We will also use these examples to discuss some issues about the choice
of prior distributions when there are more than a few parameters. When there
are only a few parameters it is usually safe to assign a vague, wide prior
to describe your initial uncertainty (unless, of course, you have more
information than that). In higher dimensions, problems can arise if you do
this. One way of getting around these problems is to use a
{\it hierarchical model}.

\section{A T-Test Example}
This example is based on one given in a 1976 article by physicist E. T. Jaynes,
called ``Confidence Intervals vs. Bayesian Intervals''. This is a very strongly
worded paper and might be an interesting read for
those who are interested in the battle between frequentist and Bayesian statistics
when the latter was making its comeback in the second half of the 20th century.
It's also where I got the crazy confidence interval example from.

Entries labeling object positions:
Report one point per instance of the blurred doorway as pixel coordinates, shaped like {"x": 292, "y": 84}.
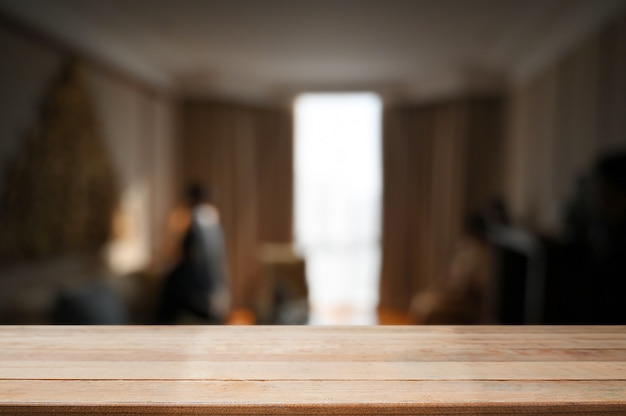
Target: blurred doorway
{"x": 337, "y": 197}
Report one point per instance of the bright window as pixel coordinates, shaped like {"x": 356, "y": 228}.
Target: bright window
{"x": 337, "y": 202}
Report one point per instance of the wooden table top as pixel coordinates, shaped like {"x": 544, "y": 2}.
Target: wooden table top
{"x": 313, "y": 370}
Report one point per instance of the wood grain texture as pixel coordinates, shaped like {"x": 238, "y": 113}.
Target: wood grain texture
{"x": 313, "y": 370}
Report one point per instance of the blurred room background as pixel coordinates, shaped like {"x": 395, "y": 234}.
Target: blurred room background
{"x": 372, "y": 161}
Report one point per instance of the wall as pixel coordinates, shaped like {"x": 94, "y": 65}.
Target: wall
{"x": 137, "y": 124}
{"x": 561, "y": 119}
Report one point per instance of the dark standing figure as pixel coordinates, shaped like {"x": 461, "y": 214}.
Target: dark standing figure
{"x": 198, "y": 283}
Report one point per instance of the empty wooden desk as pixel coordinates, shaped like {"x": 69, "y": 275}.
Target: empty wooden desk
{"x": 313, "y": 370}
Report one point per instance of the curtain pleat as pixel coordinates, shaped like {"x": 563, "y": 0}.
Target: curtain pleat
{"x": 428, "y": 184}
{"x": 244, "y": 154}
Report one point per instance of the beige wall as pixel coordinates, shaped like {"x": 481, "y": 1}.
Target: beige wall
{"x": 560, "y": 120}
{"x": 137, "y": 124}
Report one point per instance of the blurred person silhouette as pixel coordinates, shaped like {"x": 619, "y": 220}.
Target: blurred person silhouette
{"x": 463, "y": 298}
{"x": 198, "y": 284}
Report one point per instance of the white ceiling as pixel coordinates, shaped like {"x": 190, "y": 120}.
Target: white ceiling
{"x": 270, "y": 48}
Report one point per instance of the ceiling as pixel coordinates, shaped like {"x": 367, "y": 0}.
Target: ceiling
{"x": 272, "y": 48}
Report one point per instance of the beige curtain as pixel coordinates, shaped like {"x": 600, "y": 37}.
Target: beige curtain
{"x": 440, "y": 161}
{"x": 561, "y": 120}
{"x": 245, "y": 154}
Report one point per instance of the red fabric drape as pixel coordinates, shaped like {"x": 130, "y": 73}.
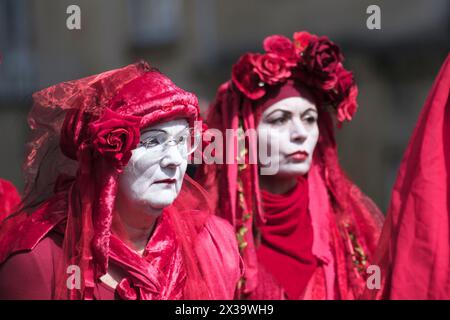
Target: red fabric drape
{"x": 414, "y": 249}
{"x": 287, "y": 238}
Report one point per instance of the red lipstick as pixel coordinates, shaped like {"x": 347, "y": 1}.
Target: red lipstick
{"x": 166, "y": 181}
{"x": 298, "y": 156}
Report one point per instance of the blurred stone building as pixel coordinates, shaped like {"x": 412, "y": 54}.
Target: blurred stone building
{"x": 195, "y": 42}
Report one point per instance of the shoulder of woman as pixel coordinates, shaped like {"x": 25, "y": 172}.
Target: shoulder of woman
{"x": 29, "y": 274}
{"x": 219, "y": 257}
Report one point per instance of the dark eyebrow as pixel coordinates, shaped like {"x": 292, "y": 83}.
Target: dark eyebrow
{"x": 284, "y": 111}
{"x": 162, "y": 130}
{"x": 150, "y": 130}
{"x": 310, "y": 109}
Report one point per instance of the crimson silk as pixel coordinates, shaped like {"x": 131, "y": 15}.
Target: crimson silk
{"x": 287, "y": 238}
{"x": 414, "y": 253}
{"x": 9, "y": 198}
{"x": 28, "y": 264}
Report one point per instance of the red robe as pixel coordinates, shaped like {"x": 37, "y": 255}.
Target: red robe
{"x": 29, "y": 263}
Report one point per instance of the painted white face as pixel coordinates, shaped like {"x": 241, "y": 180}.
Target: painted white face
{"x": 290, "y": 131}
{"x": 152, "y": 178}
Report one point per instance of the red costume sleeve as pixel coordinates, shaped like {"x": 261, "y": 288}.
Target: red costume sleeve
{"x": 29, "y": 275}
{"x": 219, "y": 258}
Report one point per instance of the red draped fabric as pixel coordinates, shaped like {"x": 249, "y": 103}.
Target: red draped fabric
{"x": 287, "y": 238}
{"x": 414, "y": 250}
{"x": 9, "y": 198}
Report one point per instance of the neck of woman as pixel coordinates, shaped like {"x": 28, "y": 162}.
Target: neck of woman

__Tasks__
[a] What does the passage on Bayesian priors suggest as one way around the problems that vague, wide priors can cause in higher dimensions?
[b] Shorten the paragraph of the passage on Bayesian priors that begins "This example is based on one given", keeping its main facts.
[c] Pick up the passage on Bayesian priors right after its last sentence and keep writing.
The rows have nothing to do with the passage on Bayesian priors.

__Answers for the exercise__
[a] Using a hierarchical model.

[b] The example comes from "Confidence Intervals vs. Bayesian Intervals," a strongly worded 1976 article by physicist E. T. Jaynes. The article may interest readers curious about the battle between frequentist and Bayesian statistics as Bayesian methods came back in the second half of the 20th century. It is also the source of the crazy confidence interval example.

[c]
Two manufacturers, $1$ and $2$, both make ``widgets'', and we are interested
in figuring out which manufacturer makes the best widgets (on average), as
measured by their lifetime. To determine this, we obtain 9 widgets from
manufacturer $1$ and 4 widgets from manufacturer $2$, and measure their
lifetimes, in days. The results are given below:
\begin{eqnarray}
x^1 &=& \{41.26, 35.81, 36.01, 43.59, 37.50, 52.70, 42.43, 32.52, 56.20\}\\
x^2 &=& \{54.97, 47.07, 57.12, 40.84\}
\end{eqnarray}
These measurements can be summarised by the means and standard deviations, which
are $42 \pm 7.48$ for group $1$ and $50 \pm 6.48$ for group $2$.
The question is: given this data, is there evidence that one of the manufacturers
is better than the other, and if so, by how much?
In classical statistics the standard procedure for this situation would be a
two sample $t$0-test. However, before we do anything I'd like you to consider
the numbers and use your intuition: what do {\it you} think about what the
evidence says?

An underlying assumption of a classical $t$-test is that the data are normally
distributed around the mean values for each group\footnote{Strictly speaking,
it's the probability distribution for the data given the parameters
that is normal, the data may or may not look normally distributed.}.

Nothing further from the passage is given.